Rewrite the items starting at the line that contains "Mark the road curb, giving" and ending with the final item, replacing "bus" with "coach" and leaving everything else unchanged. Give only those lines.

- _Material_:
+--
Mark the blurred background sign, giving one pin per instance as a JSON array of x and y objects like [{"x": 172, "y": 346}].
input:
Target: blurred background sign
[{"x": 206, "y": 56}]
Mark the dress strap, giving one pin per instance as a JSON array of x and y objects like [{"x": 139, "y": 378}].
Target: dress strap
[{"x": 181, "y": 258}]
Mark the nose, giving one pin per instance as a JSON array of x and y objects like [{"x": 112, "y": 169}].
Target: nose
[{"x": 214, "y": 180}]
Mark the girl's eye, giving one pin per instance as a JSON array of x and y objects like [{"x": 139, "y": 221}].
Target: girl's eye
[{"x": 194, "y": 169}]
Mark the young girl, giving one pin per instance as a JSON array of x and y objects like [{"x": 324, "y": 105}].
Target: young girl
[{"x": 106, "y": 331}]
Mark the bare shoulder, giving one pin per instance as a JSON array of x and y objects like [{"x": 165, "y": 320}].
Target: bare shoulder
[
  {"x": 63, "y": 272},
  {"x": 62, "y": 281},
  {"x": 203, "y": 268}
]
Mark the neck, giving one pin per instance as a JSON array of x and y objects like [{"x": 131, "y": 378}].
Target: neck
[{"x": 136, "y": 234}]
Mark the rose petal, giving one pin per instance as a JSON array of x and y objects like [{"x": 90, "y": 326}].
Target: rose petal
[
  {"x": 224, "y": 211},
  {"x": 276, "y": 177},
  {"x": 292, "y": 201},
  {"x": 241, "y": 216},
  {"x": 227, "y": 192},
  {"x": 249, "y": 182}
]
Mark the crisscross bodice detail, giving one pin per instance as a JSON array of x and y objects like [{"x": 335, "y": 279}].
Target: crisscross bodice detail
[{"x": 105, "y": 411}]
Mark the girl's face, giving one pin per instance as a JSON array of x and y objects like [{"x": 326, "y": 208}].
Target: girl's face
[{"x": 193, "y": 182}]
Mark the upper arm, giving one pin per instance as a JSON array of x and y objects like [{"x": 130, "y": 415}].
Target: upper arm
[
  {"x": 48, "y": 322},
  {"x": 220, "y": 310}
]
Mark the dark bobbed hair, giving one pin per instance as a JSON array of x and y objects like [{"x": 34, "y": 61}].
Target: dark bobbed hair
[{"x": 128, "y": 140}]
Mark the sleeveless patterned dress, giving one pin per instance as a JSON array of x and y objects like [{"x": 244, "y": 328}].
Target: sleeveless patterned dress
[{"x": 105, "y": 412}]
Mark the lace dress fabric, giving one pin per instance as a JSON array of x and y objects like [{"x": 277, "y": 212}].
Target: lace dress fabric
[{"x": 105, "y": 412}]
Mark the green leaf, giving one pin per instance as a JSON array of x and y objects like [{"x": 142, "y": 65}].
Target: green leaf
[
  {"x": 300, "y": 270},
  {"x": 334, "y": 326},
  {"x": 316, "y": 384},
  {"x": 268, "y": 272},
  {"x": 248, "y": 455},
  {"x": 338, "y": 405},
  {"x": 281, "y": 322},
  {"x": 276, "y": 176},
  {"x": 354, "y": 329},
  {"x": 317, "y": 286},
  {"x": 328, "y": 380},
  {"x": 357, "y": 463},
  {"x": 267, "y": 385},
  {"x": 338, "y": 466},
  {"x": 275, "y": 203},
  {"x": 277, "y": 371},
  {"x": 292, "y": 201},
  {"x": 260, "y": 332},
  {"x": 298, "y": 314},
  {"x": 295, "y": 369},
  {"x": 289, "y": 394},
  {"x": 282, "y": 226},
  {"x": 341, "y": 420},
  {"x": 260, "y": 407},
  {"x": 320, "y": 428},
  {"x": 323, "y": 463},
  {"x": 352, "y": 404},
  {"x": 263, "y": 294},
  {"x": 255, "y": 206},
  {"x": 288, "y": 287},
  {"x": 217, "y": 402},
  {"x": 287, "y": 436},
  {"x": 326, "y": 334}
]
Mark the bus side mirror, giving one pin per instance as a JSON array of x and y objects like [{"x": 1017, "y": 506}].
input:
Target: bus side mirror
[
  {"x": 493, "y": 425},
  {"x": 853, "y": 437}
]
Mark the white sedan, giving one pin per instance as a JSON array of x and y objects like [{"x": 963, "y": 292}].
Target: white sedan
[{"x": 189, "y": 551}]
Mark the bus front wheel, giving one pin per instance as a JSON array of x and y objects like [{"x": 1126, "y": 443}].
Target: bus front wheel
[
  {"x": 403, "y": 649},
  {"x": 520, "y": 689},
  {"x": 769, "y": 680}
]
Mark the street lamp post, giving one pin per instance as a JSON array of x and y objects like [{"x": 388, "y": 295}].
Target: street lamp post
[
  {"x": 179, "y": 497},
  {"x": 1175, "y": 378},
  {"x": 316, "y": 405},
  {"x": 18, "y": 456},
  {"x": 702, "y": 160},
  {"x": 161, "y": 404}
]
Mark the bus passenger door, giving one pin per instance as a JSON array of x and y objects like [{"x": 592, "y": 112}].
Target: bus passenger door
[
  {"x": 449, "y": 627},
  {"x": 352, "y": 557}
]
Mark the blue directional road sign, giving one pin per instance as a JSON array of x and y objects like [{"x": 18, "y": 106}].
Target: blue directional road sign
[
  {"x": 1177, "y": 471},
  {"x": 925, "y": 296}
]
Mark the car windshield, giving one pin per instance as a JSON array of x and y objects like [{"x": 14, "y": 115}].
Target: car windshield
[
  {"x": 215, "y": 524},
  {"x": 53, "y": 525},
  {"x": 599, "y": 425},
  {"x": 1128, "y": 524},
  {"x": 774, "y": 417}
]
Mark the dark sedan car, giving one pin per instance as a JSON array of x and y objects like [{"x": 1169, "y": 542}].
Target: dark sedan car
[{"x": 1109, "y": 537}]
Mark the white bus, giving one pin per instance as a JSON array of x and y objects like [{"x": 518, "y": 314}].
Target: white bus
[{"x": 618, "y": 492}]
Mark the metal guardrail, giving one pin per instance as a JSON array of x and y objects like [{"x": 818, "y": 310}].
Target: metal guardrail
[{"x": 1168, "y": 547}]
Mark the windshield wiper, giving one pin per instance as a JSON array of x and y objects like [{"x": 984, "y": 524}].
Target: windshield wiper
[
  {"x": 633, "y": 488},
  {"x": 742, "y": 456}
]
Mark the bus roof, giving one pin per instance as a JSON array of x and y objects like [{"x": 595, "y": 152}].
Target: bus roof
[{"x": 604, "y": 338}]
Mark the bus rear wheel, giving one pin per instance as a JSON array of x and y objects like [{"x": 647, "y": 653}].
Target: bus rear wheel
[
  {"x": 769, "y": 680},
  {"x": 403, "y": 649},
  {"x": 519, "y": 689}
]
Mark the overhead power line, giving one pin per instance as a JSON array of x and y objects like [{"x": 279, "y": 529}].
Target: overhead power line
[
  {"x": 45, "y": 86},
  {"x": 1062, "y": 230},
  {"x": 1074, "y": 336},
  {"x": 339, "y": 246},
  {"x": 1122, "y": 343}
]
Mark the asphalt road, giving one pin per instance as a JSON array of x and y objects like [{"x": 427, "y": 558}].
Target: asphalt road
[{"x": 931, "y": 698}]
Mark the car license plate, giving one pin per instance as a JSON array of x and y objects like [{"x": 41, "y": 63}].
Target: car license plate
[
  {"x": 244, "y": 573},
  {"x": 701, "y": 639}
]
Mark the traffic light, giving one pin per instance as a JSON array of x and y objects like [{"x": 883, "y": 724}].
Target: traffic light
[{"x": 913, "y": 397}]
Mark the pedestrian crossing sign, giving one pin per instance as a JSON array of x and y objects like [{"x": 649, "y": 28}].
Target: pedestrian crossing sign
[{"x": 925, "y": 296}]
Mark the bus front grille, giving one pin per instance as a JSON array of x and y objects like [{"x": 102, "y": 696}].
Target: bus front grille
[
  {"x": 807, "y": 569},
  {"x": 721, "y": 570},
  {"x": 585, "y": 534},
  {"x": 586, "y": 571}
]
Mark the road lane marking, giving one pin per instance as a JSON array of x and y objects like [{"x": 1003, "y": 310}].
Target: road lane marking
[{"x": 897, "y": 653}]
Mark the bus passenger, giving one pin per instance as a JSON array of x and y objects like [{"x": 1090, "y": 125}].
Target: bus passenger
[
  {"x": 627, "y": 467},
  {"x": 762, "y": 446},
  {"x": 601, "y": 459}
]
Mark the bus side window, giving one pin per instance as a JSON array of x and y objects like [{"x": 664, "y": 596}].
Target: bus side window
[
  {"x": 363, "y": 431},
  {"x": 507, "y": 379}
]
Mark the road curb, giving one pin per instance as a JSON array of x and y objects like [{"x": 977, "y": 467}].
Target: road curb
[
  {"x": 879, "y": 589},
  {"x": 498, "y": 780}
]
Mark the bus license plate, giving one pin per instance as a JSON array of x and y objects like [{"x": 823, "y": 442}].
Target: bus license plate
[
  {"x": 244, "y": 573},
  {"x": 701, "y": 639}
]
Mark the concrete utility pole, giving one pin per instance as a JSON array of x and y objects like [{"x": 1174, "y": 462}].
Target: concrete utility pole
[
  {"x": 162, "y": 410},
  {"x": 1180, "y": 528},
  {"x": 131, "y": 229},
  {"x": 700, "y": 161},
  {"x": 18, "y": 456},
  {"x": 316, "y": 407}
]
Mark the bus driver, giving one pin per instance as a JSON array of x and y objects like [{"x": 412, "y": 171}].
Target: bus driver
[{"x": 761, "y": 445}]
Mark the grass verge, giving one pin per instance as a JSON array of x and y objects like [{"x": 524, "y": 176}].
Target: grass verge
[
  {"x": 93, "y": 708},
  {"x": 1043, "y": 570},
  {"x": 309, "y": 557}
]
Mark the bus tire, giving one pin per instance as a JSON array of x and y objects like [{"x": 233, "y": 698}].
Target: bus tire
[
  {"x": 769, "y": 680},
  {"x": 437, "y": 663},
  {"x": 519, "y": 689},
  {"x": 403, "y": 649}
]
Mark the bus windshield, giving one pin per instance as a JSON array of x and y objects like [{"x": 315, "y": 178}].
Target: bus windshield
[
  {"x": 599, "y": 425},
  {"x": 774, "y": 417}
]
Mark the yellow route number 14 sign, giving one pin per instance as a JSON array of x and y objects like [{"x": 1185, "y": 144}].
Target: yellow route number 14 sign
+--
- _Result_:
Mark the road curb, giving one pin per instance as a JSON array of x and y objects like [{"x": 977, "y": 467}].
Target: road curb
[
  {"x": 879, "y": 589},
  {"x": 498, "y": 780}
]
Mark the coach license plate, giving one pin per instance as a JSON array of x and y objects like [{"x": 823, "y": 442}].
Target: coach license plate
[
  {"x": 244, "y": 573},
  {"x": 701, "y": 639}
]
Mark the concrete utility pole, giving one pin per instance as a JSON array of x and y objects like [{"x": 1174, "y": 462}].
Target: concrete utility pole
[
  {"x": 162, "y": 410},
  {"x": 1180, "y": 528},
  {"x": 131, "y": 229},
  {"x": 700, "y": 161},
  {"x": 18, "y": 456},
  {"x": 316, "y": 407}
]
Mark the coach driver, giving one pin per instance as a JSON array of x and y objects like [{"x": 412, "y": 171}].
Target: coach driver
[{"x": 761, "y": 445}]
Mark the grass verge, giving one pin per instance as a JSON array of x and y objects like [{"x": 524, "y": 176}].
Target: grass verge
[
  {"x": 93, "y": 708},
  {"x": 1043, "y": 570},
  {"x": 309, "y": 557}
]
Mark the coach tire, giving one pin per instance as a JSON array of x and y objects like [{"x": 233, "y": 698}].
Target: coach tire
[
  {"x": 769, "y": 680},
  {"x": 437, "y": 663},
  {"x": 519, "y": 689},
  {"x": 403, "y": 649}
]
Mark the coach windshield, giving one pin per instance as a JSON array of x and y objects like [{"x": 315, "y": 178}].
Target: coach windshield
[
  {"x": 599, "y": 425},
  {"x": 774, "y": 417}
]
Mark the yellow route number 14 sign, giving one pin per instance as a JSON array of x and y objects like [{"x": 1185, "y": 144}].
Target: yellow route number 14 sign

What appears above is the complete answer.